THE TASK
Copy out exactly each line from the line with "Phrase: palomino pony" through the last line of the material below.

Point annotation dataset records
>>>>>
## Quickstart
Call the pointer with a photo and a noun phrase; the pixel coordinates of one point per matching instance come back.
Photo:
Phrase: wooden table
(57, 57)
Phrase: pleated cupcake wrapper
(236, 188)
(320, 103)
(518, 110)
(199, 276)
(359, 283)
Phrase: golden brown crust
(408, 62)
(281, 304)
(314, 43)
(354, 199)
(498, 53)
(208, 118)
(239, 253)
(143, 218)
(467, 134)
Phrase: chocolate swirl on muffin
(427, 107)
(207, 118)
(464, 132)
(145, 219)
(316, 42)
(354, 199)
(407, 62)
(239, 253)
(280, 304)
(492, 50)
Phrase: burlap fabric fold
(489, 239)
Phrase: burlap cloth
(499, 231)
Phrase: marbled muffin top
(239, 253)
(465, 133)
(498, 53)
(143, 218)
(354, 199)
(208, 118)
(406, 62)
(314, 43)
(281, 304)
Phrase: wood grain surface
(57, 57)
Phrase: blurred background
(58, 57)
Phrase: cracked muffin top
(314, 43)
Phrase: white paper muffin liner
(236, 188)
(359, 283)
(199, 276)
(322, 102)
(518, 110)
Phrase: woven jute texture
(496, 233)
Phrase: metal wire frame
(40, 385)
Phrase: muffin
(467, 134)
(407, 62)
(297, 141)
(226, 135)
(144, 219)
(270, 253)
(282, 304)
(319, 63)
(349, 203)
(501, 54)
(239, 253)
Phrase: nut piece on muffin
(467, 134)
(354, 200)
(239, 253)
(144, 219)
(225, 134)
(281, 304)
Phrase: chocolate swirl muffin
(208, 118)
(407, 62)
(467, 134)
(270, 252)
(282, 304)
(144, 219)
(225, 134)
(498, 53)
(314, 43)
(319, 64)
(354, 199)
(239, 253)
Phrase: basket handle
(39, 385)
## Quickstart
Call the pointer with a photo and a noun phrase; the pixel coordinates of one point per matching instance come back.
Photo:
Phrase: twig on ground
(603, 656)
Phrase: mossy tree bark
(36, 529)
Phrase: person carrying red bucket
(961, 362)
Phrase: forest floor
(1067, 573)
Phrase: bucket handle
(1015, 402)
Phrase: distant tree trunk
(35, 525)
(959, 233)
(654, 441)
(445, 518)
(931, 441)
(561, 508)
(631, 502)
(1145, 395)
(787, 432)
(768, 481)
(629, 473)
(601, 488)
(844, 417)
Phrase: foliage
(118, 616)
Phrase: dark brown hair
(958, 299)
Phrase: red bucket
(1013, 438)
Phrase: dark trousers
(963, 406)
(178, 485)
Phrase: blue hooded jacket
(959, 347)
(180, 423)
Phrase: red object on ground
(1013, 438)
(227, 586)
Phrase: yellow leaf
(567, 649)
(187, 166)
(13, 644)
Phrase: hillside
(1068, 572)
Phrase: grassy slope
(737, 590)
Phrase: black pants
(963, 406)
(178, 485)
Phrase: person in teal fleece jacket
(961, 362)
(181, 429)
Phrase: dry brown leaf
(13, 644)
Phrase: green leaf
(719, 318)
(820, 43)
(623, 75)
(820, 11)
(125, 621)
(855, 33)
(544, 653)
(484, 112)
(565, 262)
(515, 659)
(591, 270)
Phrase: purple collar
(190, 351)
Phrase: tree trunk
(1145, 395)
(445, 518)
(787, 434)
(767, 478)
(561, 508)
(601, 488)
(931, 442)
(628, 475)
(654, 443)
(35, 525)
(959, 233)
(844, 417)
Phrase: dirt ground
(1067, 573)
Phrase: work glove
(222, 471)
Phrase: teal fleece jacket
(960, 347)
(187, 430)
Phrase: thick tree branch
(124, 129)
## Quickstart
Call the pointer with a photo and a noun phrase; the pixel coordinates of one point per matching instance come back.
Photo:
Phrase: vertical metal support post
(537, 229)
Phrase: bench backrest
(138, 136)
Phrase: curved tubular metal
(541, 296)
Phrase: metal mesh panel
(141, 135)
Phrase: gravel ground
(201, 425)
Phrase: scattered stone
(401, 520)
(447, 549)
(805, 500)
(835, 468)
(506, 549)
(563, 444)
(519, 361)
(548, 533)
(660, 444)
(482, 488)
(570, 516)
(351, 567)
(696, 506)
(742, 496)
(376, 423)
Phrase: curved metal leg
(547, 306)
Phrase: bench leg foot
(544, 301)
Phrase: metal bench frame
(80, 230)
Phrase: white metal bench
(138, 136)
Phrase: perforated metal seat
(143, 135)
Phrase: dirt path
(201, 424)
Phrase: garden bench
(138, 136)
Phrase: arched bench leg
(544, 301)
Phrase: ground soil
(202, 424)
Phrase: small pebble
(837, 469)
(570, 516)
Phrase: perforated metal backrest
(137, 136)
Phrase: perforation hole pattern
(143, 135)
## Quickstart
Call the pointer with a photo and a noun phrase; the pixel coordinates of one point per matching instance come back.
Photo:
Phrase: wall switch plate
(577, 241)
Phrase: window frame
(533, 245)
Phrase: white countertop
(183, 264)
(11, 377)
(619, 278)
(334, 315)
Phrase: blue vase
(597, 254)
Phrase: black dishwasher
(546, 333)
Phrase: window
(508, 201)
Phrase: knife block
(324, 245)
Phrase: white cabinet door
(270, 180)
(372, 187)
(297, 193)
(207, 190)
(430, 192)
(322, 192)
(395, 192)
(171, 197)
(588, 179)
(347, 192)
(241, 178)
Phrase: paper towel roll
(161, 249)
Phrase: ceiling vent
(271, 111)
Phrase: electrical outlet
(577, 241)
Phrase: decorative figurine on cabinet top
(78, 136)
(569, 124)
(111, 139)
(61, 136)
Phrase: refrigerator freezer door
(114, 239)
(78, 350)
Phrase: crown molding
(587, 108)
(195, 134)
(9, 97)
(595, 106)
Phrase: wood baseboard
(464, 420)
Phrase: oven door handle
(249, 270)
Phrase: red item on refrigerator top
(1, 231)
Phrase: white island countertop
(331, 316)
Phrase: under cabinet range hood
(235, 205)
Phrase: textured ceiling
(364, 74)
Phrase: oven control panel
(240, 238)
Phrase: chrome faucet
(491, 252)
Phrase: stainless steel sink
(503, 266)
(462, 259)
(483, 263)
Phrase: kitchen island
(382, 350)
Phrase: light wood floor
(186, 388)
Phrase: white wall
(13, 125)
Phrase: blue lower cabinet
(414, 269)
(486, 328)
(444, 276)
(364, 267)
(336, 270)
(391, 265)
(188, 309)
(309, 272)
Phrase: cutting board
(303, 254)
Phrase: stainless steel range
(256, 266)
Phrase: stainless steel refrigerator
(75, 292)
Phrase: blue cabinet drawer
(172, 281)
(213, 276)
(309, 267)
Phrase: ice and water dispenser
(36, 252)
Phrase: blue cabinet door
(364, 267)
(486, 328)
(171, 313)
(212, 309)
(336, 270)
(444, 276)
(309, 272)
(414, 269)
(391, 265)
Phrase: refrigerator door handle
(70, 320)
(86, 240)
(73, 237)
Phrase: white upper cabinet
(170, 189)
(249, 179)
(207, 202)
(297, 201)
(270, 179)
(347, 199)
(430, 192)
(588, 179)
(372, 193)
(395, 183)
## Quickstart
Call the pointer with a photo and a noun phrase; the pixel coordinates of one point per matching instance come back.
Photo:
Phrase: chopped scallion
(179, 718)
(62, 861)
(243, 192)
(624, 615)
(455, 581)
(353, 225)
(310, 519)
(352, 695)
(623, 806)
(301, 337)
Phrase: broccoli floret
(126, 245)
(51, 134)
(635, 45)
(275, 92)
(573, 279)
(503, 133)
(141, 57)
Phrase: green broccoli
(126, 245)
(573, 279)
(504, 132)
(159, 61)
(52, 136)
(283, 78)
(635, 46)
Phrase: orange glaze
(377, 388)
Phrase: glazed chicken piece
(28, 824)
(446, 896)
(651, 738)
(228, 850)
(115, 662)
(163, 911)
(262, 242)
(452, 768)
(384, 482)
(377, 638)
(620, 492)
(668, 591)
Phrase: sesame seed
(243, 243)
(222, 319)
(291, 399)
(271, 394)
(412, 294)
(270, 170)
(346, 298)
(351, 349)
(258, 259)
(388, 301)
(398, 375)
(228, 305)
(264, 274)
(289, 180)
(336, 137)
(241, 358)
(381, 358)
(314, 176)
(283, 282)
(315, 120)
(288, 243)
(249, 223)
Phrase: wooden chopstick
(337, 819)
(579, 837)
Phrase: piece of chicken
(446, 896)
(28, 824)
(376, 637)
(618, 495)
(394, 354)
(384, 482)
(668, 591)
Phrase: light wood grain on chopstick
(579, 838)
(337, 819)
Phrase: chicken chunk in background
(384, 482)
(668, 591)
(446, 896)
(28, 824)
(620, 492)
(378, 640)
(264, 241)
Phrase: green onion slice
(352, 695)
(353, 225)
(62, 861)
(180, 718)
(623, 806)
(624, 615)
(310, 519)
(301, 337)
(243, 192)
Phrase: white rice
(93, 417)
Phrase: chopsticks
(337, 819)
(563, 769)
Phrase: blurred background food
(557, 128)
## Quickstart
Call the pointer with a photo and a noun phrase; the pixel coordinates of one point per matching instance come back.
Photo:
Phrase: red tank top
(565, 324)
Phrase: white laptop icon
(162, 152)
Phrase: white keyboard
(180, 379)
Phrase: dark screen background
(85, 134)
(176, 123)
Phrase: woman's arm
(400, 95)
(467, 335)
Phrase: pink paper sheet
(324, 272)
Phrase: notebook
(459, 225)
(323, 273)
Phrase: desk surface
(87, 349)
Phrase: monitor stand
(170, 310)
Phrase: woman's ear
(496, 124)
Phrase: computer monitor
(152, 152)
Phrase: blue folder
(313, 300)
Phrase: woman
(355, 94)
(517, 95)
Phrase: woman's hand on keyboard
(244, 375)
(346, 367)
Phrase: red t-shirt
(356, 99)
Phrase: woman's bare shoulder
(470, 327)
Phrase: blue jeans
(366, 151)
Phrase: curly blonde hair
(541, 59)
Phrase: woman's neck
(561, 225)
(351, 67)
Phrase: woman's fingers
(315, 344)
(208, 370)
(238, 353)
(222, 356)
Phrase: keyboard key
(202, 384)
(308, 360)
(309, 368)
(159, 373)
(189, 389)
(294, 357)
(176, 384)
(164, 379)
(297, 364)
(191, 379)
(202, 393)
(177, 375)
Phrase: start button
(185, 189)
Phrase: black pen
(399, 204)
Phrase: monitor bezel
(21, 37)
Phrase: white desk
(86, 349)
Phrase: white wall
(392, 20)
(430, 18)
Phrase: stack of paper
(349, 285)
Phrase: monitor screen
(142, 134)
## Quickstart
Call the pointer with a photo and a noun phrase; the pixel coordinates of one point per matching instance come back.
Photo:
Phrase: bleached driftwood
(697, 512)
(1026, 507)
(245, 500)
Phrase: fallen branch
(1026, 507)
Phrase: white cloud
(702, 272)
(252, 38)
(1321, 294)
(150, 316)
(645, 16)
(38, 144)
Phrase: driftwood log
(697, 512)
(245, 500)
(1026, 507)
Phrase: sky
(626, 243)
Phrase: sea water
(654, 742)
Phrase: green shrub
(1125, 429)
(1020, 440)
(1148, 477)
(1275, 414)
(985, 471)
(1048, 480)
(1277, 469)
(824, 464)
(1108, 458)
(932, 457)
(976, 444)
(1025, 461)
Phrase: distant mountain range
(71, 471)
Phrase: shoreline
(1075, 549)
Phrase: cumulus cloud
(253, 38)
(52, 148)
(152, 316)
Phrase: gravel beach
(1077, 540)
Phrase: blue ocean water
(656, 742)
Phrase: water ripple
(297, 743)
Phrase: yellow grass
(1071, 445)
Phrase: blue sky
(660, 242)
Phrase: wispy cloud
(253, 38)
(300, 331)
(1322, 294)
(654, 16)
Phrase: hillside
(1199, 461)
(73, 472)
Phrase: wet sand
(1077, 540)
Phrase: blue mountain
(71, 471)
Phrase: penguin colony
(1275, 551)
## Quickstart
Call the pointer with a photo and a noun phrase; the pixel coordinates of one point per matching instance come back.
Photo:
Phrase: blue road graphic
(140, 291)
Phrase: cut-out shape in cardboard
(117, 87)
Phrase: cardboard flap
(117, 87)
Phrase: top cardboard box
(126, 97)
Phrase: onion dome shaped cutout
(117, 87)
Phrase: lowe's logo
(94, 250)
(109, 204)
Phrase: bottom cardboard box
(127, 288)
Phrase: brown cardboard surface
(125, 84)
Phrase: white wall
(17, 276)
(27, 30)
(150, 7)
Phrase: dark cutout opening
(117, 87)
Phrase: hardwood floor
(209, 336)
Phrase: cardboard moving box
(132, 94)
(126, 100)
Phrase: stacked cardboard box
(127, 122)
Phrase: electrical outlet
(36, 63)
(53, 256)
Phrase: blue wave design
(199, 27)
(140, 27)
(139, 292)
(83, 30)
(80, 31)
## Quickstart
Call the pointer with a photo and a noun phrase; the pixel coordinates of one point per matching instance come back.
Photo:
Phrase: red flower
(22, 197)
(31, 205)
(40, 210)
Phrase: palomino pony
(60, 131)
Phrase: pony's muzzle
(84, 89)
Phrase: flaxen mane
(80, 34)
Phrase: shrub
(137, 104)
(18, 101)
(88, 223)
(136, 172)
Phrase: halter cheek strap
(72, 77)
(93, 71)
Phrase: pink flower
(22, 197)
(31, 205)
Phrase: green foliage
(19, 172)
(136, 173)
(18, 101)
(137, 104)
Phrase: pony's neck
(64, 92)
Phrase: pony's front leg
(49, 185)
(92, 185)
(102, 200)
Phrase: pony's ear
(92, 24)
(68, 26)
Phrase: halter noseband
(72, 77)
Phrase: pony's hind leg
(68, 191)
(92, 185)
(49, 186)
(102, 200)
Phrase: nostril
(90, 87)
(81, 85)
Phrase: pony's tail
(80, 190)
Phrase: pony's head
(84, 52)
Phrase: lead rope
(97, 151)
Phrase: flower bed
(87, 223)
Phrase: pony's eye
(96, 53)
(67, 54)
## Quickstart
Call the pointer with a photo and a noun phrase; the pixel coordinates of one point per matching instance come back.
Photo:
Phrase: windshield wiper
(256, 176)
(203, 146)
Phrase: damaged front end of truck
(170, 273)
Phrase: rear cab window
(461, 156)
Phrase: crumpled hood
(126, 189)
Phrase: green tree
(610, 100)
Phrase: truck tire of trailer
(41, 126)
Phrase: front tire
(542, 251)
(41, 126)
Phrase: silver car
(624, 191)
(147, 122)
<<<<<
COMPLETED TASK
Phrase: palomino pony
(60, 131)
Phrase: pony's muzzle
(84, 89)
Phrase: flaxen mane
(80, 34)
Phrase: shrub
(137, 104)
(18, 101)
(88, 223)
(136, 172)
Phrase: halter cheek strap
(72, 77)
(93, 71)
Phrase: pink flower
(22, 197)
(31, 205)
Phrase: green foliage
(19, 172)
(136, 173)
(18, 101)
(137, 104)
Phrase: pony's neck
(64, 92)
Phrase: pony's front leg
(49, 185)
(92, 185)
(102, 200)
Phrase: pony's ear
(92, 24)
(68, 26)
Phrase: halter noseband
(72, 77)
Phrase: pony's hind leg
(68, 191)
(92, 185)
(49, 186)
(102, 200)
Phrase: nostril
(90, 87)
(81, 85)
Phrase: pony's tail
(80, 190)
Phrase: pony's head
(84, 52)
Phrase: lead rope
(97, 151)
Phrase: flower bed
(87, 223)
Phrase: pony's eye
(96, 53)
(67, 54)
## Quickstart
Call the pointer with a photo and a noun phrase; the pixel coordinates of one point per matching instance come back.
Photo:
Phrase: windshield wiper
(256, 176)
(203, 146)
Phrase: damaged front end of truck
(170, 273)
Phrase: rear cab window
(461, 156)
Phrase: crumpled hood
(126, 189)
Phrase: green tree
(610, 100)
Phrase: truck tire of trailer
(41, 126)
Phrase: front tire
(542, 251)
(41, 126)
Phrase: silver car
(624, 191)
(147, 122)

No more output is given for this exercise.